__EXERCISE REQUIREMENTS__: Your answer should be the lines from the one containing "If you could place a marker on the white ceiling" through the final line below, copied exactly.

....................

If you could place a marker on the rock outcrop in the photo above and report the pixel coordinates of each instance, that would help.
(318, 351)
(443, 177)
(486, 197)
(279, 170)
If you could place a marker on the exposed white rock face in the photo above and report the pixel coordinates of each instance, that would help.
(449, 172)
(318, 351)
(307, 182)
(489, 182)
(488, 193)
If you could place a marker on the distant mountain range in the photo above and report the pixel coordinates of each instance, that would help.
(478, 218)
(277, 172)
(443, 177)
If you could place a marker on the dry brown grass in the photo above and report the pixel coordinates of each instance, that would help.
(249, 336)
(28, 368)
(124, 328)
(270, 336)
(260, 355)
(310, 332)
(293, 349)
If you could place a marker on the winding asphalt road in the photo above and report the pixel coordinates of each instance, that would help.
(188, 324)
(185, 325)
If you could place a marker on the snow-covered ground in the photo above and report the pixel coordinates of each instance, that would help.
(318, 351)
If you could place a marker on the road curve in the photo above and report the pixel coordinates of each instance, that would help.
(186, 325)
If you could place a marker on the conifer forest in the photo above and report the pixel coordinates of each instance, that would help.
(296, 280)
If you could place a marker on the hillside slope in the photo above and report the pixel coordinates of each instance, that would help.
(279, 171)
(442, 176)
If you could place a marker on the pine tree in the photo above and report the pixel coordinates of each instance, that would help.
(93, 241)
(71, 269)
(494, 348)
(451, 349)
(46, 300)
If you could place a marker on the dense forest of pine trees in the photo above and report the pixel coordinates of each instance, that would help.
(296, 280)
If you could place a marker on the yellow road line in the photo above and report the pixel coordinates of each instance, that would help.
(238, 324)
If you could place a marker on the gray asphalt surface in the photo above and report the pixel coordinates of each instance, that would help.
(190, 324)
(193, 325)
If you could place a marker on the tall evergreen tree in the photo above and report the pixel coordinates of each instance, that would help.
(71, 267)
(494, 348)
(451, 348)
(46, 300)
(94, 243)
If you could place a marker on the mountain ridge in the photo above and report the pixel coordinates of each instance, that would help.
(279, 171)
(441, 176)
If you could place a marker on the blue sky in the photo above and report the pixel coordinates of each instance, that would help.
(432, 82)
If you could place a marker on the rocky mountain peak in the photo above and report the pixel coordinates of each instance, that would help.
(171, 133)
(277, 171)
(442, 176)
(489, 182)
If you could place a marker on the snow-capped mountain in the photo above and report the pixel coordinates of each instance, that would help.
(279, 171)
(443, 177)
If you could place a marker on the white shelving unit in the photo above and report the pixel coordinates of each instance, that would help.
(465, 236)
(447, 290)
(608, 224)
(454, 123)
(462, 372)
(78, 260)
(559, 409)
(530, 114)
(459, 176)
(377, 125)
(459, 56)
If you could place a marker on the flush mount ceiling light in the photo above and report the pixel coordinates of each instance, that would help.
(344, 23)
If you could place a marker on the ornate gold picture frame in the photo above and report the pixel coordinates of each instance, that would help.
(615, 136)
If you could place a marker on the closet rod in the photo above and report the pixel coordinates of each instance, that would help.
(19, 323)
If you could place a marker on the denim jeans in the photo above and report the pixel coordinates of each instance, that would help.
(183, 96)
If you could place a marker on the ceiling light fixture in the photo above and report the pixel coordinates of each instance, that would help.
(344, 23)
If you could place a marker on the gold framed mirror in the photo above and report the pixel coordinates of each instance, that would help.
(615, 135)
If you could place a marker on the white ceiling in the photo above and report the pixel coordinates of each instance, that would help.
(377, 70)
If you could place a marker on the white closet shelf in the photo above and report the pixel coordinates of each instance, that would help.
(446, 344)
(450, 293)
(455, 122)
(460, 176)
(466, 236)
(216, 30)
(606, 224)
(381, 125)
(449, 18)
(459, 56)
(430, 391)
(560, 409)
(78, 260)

....................

__REPLY__:
If you could place a marker on the white ceiling in the photo above and report the pixel coordinates of each instance, that would help.
(377, 70)
If you could place a marker on the white closet shelf in the photo above and report the pixel coordinates of each instance, that would help.
(446, 344)
(450, 293)
(455, 122)
(460, 176)
(466, 236)
(216, 30)
(606, 224)
(381, 125)
(449, 18)
(459, 56)
(430, 391)
(560, 409)
(78, 260)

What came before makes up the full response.